(GOAL) Please copy out the listing starting at the line that contains "of every umbrella" and ending at the line that contains "[361,116,370,121]", both included, with the requests kept as they are. Scale every bounding-box coordinate in the answers by 0.6, rounding to whole numbers with halves going up.

## start

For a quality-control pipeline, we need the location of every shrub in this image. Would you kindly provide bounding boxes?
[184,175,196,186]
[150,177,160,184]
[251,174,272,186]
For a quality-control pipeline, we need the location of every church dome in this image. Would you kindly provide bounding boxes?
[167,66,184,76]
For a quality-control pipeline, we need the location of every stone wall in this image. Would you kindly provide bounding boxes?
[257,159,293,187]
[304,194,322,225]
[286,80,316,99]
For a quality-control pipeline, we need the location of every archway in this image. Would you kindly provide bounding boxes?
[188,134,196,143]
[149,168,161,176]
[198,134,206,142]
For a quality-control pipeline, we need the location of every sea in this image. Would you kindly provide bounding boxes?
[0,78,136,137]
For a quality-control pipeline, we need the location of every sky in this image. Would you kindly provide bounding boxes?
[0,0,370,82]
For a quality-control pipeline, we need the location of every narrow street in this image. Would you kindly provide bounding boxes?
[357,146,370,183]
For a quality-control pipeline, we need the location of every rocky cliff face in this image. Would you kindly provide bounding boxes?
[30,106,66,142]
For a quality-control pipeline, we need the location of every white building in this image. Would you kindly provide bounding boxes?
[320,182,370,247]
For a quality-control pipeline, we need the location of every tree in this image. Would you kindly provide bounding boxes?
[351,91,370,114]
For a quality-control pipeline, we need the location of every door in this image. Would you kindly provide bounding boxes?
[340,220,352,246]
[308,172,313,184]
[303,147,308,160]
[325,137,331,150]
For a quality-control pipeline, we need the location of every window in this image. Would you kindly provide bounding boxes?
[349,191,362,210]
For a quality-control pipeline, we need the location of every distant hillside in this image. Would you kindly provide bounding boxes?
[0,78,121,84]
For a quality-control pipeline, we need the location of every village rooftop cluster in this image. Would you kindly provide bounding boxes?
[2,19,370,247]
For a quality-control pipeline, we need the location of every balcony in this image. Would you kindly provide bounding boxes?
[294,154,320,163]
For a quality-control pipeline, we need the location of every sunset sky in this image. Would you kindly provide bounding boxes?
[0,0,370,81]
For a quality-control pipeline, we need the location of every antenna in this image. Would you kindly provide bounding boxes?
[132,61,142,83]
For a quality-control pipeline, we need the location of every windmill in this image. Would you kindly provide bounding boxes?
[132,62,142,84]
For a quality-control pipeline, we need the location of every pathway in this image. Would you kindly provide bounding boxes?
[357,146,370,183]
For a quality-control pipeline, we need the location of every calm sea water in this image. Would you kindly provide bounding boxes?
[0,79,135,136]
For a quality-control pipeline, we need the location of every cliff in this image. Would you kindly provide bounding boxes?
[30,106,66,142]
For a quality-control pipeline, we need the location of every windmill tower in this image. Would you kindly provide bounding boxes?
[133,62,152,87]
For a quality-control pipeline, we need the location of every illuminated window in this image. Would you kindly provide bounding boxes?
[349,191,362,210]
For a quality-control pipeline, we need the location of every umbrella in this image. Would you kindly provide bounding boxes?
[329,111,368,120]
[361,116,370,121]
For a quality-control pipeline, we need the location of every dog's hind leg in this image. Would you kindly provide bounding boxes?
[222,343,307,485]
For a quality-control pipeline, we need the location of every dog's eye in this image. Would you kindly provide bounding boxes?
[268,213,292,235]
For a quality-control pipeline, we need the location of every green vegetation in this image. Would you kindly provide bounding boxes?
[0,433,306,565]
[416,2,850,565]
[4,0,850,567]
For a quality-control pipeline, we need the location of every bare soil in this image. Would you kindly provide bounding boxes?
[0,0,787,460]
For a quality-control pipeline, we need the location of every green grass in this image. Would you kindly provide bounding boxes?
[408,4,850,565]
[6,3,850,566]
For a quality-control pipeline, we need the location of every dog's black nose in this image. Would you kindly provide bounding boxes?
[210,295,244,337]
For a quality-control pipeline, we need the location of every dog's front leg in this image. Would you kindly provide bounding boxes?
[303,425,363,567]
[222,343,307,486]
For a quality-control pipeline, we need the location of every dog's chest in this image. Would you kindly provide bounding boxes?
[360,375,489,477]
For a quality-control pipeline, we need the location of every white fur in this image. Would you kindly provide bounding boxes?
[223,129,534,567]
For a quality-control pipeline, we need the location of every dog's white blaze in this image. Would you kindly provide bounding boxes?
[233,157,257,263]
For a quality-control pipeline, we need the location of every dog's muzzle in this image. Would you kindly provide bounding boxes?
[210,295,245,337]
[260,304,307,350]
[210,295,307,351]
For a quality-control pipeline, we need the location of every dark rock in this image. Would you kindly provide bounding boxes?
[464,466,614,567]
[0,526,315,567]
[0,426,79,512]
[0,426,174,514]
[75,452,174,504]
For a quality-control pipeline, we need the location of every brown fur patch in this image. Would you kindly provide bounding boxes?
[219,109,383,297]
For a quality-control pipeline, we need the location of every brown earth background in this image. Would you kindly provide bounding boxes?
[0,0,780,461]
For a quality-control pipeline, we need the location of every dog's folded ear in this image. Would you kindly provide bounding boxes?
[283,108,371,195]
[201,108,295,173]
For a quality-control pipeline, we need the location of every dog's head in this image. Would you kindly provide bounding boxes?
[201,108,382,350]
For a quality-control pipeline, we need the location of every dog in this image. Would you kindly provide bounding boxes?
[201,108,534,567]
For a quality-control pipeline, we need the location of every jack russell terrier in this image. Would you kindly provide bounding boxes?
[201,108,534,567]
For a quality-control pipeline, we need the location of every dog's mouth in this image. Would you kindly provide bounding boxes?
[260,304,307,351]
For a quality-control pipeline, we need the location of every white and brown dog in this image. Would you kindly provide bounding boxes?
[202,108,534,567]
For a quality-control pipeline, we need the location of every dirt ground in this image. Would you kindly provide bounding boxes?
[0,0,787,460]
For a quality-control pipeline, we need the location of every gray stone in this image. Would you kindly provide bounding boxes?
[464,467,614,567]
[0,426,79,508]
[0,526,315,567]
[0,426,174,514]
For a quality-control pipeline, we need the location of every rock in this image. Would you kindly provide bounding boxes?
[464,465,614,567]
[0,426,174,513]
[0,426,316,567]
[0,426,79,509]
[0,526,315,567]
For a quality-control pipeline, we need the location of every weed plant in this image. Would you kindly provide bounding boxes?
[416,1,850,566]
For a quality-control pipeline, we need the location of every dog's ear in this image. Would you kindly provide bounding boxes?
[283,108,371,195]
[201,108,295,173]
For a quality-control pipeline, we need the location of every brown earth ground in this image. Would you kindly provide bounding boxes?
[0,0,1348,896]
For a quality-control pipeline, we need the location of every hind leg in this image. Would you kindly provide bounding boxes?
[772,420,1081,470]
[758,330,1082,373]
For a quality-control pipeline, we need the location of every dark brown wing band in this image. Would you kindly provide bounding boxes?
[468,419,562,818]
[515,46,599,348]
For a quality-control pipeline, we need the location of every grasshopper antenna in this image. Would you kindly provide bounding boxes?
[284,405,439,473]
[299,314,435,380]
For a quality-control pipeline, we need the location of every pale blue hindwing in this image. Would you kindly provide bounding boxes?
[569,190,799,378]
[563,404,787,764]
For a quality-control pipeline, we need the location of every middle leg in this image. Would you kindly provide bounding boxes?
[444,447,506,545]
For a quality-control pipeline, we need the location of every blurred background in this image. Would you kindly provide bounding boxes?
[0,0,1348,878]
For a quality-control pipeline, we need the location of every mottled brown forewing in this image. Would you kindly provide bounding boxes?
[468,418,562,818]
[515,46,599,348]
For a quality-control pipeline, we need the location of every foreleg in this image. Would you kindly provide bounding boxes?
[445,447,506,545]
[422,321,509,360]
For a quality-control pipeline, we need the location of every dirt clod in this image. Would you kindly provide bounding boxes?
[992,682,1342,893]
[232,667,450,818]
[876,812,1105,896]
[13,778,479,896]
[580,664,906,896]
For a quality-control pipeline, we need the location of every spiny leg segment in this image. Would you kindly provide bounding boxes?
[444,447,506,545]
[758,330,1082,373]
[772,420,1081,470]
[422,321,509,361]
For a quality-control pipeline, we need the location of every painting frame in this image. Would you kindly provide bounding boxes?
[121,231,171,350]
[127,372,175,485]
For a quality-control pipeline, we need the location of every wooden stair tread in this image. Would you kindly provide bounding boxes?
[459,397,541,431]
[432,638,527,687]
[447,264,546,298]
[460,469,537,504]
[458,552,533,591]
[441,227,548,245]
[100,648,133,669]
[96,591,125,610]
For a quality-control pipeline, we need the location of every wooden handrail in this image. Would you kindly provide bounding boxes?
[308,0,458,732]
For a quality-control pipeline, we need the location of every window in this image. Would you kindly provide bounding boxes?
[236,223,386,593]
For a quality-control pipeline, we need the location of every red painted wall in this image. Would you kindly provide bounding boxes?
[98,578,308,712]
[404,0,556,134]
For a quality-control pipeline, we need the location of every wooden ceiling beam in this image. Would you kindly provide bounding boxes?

## end

(THE ANSWER)
For a quality-control pipeline, we need the location of every umbrella in this image. Would you kindly provide bounding boxes?
[197,67,221,72]
[217,70,222,73]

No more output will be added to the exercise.